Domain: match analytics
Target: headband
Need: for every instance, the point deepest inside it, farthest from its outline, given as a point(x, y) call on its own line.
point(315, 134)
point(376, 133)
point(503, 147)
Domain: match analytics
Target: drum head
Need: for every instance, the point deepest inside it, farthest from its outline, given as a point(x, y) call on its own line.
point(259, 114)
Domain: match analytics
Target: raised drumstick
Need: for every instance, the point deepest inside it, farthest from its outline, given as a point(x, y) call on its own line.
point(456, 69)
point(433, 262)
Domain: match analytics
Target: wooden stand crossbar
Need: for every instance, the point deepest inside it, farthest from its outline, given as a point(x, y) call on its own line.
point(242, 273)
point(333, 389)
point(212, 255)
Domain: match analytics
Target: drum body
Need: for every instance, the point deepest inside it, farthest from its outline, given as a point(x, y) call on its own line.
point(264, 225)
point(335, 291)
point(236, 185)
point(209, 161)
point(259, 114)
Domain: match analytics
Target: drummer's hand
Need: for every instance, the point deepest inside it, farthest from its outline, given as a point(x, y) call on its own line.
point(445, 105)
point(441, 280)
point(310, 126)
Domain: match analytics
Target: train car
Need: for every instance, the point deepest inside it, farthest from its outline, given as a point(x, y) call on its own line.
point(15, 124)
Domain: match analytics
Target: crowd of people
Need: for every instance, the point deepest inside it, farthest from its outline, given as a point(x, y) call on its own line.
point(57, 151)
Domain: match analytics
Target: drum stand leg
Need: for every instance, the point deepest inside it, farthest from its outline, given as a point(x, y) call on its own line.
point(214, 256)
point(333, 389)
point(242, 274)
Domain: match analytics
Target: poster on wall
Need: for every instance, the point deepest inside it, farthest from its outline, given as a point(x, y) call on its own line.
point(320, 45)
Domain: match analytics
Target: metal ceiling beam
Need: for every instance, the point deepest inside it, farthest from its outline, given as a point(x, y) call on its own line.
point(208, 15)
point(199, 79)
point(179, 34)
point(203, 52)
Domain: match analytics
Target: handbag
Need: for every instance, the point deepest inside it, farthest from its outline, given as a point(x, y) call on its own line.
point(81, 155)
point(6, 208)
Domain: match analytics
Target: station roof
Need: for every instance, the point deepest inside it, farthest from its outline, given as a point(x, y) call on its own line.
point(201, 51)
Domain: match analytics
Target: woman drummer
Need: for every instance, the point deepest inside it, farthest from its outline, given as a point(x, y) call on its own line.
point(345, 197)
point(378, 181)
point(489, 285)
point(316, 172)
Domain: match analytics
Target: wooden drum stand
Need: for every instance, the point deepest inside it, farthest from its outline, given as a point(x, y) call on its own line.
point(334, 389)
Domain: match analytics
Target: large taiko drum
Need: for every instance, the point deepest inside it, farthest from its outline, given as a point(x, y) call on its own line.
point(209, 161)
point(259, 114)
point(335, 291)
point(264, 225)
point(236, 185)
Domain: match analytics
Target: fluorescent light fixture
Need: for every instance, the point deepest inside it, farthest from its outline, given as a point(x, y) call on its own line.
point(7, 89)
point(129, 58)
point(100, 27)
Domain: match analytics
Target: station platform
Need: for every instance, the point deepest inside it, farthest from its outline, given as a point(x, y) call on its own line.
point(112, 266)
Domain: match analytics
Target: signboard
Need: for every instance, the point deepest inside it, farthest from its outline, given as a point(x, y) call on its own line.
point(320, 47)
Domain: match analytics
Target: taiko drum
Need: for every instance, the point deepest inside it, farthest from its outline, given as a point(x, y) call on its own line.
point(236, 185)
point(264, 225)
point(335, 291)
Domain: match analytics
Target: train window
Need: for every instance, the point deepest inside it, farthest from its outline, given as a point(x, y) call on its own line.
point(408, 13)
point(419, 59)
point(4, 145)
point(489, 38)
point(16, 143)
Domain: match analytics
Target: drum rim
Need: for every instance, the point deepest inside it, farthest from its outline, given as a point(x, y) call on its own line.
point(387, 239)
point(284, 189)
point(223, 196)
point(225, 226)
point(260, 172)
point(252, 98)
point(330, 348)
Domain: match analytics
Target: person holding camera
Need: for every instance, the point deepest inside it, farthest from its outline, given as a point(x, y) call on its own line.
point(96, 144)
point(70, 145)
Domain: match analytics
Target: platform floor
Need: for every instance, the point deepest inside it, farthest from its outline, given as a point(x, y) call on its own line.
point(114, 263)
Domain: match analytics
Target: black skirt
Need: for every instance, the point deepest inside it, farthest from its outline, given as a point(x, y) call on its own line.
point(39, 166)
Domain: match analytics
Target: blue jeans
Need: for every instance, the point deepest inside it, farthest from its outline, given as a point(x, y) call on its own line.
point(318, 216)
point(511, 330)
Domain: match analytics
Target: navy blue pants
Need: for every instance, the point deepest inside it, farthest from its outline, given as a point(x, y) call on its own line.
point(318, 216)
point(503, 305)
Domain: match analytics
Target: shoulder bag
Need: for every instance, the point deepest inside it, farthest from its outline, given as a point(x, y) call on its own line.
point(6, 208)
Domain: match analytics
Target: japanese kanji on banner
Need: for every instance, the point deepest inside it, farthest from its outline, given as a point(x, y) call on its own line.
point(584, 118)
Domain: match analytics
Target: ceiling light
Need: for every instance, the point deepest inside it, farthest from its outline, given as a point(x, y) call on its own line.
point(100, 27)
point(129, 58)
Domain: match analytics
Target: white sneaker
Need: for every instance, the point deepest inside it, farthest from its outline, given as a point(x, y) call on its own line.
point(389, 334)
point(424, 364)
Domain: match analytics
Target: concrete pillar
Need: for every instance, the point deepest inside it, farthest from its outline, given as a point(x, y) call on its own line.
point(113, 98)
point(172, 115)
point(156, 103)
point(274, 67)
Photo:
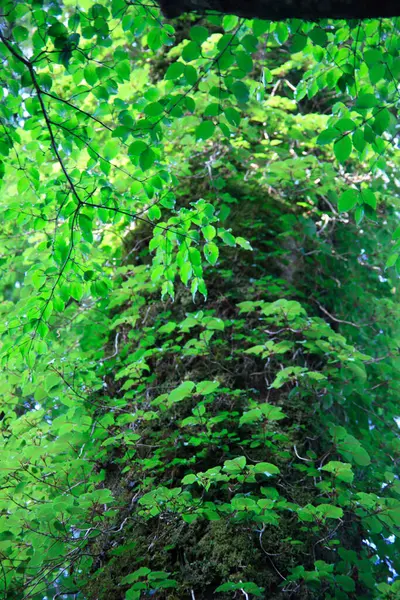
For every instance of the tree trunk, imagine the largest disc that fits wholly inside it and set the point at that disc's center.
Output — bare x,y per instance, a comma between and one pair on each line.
275,10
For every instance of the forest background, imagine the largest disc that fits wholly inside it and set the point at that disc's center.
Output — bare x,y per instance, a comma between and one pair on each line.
199,305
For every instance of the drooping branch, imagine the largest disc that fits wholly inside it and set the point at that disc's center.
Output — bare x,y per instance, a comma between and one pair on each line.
278,10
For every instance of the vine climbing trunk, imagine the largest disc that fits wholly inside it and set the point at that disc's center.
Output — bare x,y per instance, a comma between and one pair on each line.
288,9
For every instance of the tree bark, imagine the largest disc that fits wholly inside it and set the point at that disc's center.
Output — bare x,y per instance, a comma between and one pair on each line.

◆ ◆ ◆ ◆ ◆

→ **Your task**
Swap "match analytics" for "sports analytics" in everything from the start of the records down to the line containing "point(57, 151)", and give those lines again with nothing else changed.

→ **Correct result**
Domain: sports analytics
Target: headband
Need: for every instance, the point deepest inside it, farthest from its outline, given as a point(x, y) call on its own line.
point(315, 134)
point(376, 133)
point(503, 147)
Domain: sports analytics
Target: drum head
Need: for every instance, the point deepest inside it, farthest from its outline, given as a point(x, y) call on its own line.
point(259, 114)
Domain: sports analytics
Target: raised drumstick
Need: for every instance, the point deepest inside it, farthest from its outline, given as a point(x, y) call on its own line.
point(456, 69)
point(433, 262)
Domain: sports analytics
Target: wooden stand crossbar
Need: for every instance, the point deepest inside it, farthest from its outline, given as a point(x, y) call on its own line.
point(242, 273)
point(333, 389)
point(212, 255)
Domain: sports analytics
Target: drum body
Need: for every instance, the point deepest inside it, farthest from its outline, given as a point(x, y) call on its own line.
point(264, 225)
point(335, 291)
point(236, 185)
point(209, 161)
point(259, 114)
Domain: sports analytics
Target: drummer's hand
Need: for every instance, the point deepest inside it, farthest from its outline, given as a point(x, y) call on its own line.
point(445, 105)
point(441, 280)
point(310, 126)
Domain: sports analytics
Target: train car
Need: for every instance, the point deepest inside it, farthest from its outline, given as a point(x, y) call on its own line.
point(15, 124)
Domain: sports analytics
Target: crowd of people
Need: for every instance, the point deepest inside it, farthest from its outline, given as a point(x, y) call on its own line.
point(57, 151)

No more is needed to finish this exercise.